=== Entries shown ===

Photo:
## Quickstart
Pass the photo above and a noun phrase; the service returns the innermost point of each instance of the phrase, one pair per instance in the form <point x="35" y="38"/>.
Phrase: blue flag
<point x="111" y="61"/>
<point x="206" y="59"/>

===

_Set task:_
Put these lines into a Markdown table with two columns, Row and Text, leaving out blank lines.

_Solved problem:_
| Row | Text |
|---|---|
| 1 | Photo: |
| 2 | ## Quickstart |
| 3 | Pass the photo above and a noun phrase; the service returns the innermost point of each instance of the phrase, one pair per instance in the form <point x="35" y="38"/>. |
| 4 | Phrase: blue flag |
| 5 | <point x="111" y="61"/> |
| 6 | <point x="206" y="59"/> |